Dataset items
= = = = =

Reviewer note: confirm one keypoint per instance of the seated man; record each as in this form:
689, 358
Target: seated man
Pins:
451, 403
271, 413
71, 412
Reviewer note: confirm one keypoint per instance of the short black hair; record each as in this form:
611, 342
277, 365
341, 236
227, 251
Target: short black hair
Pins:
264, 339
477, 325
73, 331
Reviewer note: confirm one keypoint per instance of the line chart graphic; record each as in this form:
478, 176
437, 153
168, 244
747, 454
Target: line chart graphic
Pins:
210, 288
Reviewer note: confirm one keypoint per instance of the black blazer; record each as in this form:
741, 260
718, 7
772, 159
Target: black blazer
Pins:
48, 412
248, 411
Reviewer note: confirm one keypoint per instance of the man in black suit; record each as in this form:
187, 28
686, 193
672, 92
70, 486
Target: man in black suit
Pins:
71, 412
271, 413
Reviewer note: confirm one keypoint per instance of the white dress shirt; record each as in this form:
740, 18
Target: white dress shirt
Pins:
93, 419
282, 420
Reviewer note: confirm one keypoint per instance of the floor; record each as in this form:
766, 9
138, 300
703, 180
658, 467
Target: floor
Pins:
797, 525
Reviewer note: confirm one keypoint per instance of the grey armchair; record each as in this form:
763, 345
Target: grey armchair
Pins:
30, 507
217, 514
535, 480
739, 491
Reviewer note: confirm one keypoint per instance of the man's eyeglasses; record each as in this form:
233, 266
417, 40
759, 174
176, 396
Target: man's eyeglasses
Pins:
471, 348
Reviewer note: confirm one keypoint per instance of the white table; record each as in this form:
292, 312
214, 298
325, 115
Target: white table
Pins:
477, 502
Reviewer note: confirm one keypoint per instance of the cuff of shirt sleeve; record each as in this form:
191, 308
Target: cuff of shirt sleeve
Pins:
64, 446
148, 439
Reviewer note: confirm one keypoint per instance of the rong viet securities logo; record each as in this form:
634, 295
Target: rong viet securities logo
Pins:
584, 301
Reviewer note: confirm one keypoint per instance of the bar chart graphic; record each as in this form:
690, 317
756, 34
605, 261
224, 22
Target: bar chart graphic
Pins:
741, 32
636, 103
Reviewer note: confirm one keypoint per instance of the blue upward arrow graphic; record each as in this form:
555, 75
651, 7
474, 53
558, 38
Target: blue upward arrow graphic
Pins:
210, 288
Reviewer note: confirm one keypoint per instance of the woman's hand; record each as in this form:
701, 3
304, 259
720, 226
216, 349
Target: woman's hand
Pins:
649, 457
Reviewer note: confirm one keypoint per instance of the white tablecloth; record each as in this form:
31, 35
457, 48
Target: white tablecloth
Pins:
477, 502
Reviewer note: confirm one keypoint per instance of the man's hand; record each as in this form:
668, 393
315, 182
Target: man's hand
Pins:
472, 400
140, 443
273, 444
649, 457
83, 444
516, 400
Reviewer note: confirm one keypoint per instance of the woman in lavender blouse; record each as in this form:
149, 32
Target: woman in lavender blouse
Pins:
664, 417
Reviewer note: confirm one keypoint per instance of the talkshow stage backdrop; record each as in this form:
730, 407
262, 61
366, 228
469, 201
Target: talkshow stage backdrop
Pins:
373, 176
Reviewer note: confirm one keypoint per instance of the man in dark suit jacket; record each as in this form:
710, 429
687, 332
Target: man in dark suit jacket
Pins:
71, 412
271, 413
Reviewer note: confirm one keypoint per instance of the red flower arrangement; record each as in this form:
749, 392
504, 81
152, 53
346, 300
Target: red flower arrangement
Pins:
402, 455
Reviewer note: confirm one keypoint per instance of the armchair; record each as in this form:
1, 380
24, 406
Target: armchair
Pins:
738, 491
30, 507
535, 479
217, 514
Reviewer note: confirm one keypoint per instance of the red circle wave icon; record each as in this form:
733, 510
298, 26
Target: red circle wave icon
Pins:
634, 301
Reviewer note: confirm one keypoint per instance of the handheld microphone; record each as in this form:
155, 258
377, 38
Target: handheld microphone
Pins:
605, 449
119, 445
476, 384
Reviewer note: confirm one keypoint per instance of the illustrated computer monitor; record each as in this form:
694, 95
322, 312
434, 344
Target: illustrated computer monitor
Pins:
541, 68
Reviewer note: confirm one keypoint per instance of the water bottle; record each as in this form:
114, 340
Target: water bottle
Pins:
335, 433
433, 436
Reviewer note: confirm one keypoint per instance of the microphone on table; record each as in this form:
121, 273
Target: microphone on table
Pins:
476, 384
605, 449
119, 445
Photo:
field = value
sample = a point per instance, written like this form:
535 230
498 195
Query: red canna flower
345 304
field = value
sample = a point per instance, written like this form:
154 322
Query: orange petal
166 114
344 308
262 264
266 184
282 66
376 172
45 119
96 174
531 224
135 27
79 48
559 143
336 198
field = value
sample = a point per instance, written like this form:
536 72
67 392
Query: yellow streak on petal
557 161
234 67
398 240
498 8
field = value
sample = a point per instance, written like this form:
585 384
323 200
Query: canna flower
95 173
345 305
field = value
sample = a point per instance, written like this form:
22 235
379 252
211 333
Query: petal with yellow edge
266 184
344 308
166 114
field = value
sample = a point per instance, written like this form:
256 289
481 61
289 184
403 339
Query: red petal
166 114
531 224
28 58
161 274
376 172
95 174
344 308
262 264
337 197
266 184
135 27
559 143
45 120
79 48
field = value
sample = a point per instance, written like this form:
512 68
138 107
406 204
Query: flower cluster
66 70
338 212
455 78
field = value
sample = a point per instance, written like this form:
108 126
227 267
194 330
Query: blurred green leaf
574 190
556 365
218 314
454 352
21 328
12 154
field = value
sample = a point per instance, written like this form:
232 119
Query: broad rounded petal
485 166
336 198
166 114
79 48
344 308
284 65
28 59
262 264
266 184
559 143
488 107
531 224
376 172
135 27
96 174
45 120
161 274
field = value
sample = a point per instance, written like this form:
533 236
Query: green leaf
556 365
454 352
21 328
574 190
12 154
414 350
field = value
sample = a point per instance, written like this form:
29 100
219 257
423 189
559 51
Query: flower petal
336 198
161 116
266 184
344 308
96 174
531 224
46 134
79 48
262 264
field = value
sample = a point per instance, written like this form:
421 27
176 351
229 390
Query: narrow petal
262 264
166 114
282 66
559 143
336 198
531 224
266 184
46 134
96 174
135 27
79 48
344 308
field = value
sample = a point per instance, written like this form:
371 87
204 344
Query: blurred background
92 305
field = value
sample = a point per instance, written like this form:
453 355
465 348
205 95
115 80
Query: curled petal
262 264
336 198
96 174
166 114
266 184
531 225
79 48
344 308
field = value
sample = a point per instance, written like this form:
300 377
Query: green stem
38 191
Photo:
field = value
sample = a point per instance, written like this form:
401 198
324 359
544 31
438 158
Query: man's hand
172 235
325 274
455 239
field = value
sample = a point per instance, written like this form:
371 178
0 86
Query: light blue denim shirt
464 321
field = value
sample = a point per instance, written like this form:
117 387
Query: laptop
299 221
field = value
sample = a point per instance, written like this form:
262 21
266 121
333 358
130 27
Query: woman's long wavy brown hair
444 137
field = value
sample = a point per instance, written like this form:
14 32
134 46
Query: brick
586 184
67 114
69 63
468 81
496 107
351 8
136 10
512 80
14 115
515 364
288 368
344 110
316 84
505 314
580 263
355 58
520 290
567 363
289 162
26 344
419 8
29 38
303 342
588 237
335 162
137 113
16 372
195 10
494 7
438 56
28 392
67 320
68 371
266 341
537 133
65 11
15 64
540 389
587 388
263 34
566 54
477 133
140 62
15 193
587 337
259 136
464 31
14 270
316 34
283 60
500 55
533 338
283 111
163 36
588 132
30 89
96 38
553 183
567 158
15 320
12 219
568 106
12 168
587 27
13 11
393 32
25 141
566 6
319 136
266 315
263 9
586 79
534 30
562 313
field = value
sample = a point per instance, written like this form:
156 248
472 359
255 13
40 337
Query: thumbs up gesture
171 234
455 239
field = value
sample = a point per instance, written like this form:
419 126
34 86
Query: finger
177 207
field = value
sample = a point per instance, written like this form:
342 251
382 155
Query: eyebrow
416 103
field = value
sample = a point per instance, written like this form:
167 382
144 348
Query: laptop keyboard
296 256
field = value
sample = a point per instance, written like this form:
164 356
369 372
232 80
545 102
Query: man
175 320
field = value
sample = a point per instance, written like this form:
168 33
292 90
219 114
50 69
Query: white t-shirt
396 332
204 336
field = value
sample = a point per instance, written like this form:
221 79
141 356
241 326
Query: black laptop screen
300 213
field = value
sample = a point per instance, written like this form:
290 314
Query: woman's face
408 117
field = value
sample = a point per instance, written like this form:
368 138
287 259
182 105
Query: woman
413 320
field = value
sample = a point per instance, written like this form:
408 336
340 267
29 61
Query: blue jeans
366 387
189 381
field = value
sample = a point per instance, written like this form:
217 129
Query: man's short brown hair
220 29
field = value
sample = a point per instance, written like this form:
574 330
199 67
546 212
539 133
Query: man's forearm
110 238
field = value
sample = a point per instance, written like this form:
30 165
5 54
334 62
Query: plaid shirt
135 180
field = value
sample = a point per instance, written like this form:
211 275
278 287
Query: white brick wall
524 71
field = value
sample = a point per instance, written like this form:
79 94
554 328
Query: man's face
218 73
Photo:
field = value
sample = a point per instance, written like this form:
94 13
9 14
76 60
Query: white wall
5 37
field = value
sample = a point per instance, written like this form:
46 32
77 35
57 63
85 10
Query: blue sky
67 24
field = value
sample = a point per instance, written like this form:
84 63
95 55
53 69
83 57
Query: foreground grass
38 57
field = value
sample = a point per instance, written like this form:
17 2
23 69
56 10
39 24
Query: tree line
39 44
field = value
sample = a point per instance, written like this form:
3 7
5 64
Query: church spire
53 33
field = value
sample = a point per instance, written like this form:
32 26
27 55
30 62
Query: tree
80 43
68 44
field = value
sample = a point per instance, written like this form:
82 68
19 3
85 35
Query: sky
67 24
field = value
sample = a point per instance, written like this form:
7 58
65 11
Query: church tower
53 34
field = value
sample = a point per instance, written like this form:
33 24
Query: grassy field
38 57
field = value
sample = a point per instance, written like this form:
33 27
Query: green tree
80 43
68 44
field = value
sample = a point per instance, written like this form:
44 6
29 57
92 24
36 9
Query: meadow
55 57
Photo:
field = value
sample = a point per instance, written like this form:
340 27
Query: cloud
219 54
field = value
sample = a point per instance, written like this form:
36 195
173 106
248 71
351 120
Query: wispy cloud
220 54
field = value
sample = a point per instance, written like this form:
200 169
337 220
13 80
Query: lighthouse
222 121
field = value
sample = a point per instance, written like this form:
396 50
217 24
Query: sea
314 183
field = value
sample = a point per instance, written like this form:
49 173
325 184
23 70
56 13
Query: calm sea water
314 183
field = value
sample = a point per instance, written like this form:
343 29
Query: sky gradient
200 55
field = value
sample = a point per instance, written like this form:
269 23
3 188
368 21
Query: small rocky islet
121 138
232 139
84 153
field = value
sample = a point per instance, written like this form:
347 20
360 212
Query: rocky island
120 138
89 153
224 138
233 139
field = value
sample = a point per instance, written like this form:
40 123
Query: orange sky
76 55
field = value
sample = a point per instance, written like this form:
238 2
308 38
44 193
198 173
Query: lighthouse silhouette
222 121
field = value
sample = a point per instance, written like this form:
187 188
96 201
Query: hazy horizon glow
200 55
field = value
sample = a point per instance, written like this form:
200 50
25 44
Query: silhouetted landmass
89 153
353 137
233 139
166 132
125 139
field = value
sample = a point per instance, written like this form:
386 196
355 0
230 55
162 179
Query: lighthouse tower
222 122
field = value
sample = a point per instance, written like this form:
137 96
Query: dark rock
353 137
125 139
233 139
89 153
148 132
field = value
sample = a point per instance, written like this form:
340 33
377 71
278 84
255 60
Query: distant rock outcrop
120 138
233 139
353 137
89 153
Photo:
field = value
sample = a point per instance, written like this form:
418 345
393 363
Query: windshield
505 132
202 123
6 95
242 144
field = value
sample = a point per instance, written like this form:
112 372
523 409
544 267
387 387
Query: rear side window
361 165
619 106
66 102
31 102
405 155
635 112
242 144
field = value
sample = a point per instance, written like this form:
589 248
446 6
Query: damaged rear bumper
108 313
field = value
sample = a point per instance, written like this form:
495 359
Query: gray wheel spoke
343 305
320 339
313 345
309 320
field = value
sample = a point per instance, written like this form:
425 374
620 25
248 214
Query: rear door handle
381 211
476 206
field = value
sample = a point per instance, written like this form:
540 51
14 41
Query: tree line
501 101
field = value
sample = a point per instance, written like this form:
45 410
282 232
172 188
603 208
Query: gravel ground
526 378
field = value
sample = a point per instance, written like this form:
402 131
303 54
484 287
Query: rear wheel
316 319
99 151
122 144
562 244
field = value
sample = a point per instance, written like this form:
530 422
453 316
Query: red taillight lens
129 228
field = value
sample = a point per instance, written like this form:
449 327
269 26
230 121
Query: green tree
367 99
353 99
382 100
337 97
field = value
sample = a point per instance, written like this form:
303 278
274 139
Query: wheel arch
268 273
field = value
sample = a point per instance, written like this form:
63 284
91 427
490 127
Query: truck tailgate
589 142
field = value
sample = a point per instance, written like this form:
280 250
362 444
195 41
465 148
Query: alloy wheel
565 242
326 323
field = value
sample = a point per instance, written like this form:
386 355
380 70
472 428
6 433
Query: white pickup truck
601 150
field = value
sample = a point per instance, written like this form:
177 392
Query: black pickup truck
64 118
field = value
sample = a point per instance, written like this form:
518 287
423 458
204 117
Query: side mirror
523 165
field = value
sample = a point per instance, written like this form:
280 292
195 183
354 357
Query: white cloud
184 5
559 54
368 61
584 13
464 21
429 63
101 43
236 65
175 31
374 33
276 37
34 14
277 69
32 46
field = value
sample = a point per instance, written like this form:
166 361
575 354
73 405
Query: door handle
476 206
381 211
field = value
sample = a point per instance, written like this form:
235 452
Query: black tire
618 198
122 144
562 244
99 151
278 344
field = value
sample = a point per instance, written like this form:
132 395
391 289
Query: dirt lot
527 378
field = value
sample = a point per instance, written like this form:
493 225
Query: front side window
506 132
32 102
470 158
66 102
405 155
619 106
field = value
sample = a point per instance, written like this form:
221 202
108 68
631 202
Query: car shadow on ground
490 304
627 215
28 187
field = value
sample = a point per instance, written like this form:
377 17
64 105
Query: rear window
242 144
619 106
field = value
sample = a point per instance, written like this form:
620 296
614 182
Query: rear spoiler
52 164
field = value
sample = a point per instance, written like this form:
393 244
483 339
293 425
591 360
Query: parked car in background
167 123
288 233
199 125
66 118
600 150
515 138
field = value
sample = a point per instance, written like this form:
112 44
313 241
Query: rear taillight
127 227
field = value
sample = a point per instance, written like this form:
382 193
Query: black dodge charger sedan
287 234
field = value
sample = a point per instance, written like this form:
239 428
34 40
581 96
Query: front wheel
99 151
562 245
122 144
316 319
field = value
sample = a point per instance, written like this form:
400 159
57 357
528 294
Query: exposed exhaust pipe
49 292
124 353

= = = = =

-- Task description --
Quote every line from the beginning of the entries up to and including the line that contains "Target: white dress shirt".

-- Written answer --
Reviewer note: confirm one keypoint per instance of the seated man; record each as in this form:
689, 358
Target: seated man
Pins:
451, 403
271, 413
71, 412
Reviewer note: confirm one keypoint per instance of the short black hair; record each as in this form:
611, 342
277, 365
341, 236
227, 251
Target: short black hair
Pins:
264, 339
477, 325
73, 331
Reviewer note: confirm one keypoint per instance of the line chart graphic; record each as in this form:
478, 176
437, 153
168, 244
747, 454
Target: line chart graphic
Pins:
210, 288
Reviewer note: confirm one keypoint per instance of the black blazer; record each as in this form:
741, 260
718, 7
772, 159
Target: black blazer
Pins:
48, 412
248, 411
Reviewer note: confirm one keypoint per instance of the man in black suit; record each as in this form:
187, 28
686, 193
672, 92
70, 486
Target: man in black suit
Pins:
71, 412
271, 413
Reviewer note: confirm one keypoint per instance of the white dress shirt; record each as in this form:
740, 18
Target: white dress shirt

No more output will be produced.